## SHORT TASK
Quote the passage of the post on the Greek financial crisis starting at "Already in Greece, public" and ending at "dire or disastrous.".

BEGIN SOURCE EXCERPT

Tuesday, February 16, 2010

The Greek Scam

John Mauldin at Seeking Alpha has an excellent piece up on the Greek financial crisis entitled “Sovereign Default: stuck between dire and disastrous”. Today, the Greek Finance Minister,  George Papaconstantinou, set the crash in motion by refusing to agree to  fiscal cuts necessary to move any agreement with other EU countries forward just prior to this week’s meeting with other European finance ministers. he also compared their economy to the Titanic. Not the best of analogies.

Already in Greece, public sector unions have been protesting nonstop and the situation is threatening to careen out of control. There is no will at any level in the country to reign in the excesses and corruption which have gotten them into the current mess. So far, the government has only offered fig leaves, trying to delay a plan into March or April. One way or the other, it is likely the current government will fall as the situation degrades. The choices, as Mauldin points out, are dire or disastrous.

END SOURCE EXCERPT
BEGIN DATA ROWS

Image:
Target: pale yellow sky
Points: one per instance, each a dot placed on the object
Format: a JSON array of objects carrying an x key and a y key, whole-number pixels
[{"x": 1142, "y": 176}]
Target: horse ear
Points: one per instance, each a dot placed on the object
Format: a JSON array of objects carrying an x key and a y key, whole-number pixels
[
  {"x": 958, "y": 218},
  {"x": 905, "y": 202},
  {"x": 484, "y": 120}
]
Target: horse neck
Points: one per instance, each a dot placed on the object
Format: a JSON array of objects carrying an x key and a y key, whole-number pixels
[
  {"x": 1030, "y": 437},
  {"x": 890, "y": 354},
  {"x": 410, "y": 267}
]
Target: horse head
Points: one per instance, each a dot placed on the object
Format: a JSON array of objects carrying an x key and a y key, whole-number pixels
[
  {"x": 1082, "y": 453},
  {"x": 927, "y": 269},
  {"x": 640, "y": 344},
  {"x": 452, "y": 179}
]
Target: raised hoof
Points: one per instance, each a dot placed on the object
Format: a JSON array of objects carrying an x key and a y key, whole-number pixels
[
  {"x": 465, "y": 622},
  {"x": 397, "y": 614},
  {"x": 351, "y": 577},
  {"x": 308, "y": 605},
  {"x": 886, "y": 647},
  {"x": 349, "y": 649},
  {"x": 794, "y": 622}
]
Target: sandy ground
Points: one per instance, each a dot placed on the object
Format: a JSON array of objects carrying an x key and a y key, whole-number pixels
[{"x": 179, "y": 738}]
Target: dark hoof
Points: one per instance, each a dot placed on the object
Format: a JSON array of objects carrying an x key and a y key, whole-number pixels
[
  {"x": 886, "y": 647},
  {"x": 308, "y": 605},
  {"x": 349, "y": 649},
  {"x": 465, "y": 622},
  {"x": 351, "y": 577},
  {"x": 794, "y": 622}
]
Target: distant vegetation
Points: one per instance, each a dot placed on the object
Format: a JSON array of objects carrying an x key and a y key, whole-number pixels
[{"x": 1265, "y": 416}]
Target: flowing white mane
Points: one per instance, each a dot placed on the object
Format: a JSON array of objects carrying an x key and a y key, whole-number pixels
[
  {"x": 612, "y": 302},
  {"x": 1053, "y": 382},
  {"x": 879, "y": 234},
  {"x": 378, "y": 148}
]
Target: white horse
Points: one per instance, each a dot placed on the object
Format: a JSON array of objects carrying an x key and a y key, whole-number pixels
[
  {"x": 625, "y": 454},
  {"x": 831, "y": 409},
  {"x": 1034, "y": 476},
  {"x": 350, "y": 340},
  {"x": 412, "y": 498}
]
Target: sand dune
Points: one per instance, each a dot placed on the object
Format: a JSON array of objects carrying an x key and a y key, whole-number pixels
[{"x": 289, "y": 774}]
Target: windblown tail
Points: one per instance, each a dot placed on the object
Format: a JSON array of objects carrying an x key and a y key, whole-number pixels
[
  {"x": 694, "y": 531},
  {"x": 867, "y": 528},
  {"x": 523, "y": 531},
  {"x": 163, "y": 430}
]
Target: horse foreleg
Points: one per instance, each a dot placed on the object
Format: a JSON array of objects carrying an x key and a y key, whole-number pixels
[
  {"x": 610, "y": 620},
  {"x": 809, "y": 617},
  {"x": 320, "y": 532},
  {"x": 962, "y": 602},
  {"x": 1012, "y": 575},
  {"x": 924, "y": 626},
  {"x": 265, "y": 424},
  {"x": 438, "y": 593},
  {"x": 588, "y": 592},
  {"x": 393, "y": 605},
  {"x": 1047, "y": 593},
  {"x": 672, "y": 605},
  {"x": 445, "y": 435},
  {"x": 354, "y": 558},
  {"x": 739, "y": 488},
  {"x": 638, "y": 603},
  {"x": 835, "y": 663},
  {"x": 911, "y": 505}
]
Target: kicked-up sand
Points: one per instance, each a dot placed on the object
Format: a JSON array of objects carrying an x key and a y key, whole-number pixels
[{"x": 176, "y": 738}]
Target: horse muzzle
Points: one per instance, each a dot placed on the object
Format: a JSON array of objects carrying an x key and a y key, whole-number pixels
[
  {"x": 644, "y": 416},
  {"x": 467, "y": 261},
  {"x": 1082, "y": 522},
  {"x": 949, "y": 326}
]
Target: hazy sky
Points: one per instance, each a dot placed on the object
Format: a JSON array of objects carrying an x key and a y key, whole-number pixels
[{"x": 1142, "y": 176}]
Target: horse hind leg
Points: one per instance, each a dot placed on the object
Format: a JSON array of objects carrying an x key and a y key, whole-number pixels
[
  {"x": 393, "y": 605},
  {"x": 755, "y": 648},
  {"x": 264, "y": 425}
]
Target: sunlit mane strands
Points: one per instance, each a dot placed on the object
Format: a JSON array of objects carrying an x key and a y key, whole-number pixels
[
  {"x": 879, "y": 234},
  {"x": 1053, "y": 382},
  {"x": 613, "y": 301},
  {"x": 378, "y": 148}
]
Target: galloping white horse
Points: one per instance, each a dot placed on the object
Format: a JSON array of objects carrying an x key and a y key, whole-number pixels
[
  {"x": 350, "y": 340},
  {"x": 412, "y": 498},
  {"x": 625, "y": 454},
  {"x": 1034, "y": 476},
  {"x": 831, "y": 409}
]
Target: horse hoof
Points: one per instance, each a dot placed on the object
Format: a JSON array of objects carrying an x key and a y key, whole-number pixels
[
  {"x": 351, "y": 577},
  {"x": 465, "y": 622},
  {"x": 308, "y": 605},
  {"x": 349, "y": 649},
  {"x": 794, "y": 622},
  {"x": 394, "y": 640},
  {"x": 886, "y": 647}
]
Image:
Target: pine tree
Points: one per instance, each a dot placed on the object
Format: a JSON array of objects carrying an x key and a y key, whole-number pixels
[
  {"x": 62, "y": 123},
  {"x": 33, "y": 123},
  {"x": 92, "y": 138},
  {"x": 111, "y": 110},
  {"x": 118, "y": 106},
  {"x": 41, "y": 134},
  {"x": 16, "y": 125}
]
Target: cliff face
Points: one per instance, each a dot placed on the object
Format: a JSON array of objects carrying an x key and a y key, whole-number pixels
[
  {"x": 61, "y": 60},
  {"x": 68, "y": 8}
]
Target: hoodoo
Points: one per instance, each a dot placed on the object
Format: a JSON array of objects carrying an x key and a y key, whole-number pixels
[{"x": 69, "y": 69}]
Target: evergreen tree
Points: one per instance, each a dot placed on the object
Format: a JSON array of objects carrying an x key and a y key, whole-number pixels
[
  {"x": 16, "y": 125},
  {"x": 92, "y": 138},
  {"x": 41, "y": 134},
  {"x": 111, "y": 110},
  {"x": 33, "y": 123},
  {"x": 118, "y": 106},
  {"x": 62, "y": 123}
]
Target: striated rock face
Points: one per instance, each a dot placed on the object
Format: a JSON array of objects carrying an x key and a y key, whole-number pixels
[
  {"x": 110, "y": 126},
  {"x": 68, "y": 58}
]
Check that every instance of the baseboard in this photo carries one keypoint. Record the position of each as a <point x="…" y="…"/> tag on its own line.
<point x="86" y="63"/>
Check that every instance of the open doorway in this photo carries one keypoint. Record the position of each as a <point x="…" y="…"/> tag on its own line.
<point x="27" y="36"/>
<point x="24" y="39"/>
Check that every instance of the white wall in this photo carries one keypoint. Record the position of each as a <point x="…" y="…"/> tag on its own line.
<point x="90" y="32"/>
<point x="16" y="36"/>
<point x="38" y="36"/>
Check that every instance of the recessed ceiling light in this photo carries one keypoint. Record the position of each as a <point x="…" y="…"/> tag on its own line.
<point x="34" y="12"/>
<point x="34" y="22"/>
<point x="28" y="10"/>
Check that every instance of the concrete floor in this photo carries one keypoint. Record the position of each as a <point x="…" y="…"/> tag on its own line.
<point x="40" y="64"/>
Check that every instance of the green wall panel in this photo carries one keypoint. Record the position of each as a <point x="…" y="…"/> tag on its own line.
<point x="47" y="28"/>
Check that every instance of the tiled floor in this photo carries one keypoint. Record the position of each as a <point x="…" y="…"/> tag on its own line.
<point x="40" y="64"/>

END DATA ROWS

## TASK OUTPUT
Already in Greece, public sector unions have been protesting nonstop and the situation is threatening to careen out of control. There is no will at any level in the country to reign in the excesses and corruption which have gotten them into the current mess. So far, the government has only offered fig leaves, trying to delay a plan into March or April. One way or the other, it is likely the current government will fall as the situation degrades. The choices, as Mauldin points out, are dire or disastrous.